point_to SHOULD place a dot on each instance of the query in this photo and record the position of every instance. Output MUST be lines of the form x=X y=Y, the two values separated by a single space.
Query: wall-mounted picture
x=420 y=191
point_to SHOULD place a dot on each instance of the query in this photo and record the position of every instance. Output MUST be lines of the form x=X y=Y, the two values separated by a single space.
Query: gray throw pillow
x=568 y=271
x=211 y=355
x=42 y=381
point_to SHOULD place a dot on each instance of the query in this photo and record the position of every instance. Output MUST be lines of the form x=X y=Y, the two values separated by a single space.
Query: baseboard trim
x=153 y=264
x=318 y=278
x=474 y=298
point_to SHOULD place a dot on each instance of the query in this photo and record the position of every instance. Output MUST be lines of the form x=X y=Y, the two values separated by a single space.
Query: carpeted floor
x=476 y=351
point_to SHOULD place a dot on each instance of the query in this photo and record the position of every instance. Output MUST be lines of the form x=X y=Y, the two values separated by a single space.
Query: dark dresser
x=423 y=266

...

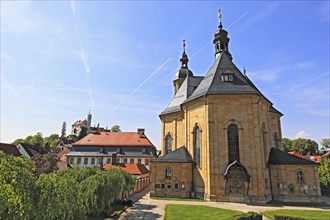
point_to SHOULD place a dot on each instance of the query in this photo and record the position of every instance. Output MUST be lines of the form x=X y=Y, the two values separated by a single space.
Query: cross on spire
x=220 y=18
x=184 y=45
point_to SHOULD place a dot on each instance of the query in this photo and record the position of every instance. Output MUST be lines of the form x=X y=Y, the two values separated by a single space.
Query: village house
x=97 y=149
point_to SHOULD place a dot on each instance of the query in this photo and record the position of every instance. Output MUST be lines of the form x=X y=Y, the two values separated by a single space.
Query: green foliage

==

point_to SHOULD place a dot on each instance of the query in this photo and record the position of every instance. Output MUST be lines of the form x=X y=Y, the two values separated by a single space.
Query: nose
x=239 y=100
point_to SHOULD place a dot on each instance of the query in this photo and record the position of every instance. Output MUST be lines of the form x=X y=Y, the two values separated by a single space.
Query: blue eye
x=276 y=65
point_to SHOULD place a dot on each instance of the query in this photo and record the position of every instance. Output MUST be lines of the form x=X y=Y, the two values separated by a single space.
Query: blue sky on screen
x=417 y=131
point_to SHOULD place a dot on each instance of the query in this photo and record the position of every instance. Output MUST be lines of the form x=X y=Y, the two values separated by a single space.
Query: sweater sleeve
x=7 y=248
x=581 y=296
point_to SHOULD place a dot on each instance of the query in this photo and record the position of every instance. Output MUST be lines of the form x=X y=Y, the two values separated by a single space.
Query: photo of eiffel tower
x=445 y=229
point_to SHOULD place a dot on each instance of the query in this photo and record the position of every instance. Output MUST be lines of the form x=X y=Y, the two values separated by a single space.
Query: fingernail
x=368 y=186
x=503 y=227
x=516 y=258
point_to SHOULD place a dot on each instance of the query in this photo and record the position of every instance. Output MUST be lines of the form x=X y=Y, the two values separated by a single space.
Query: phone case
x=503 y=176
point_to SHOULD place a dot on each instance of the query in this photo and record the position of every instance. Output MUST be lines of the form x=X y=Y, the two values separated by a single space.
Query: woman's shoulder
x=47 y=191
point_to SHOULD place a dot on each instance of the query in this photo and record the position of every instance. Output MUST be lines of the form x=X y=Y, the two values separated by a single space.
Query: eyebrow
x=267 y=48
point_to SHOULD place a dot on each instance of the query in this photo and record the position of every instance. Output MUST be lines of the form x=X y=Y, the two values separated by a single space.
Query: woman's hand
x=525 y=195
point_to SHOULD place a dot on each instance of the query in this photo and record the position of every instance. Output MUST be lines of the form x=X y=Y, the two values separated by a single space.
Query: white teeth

## Your assignment
Taking the material above, extract exactly and only the lines from the line with "Query: woman's shoulder" to the line with "Query: white teeth", inclusive of both.

## Answer
Query: woman's shoulder
x=47 y=191
point_to SHOULD place a dot on each instance of the query in this photo and record the position of every instance. Output MUST be lines of the form x=X y=Y, the two values separated by a single space.
Query: eyebrow
x=267 y=48
point_to SHOULD place a dot on each instance of the query in this photo and record the position of every instance. Output MUST be lines of the form x=X y=Y, the two values separated by a single space.
Query: woman's hand
x=525 y=195
point_to SHOULD place a dot on each instance of the query in this photo and record the position of every instance. Output MUST be lines of the form x=X y=Y, the two values separated by a single space.
Query: white teeth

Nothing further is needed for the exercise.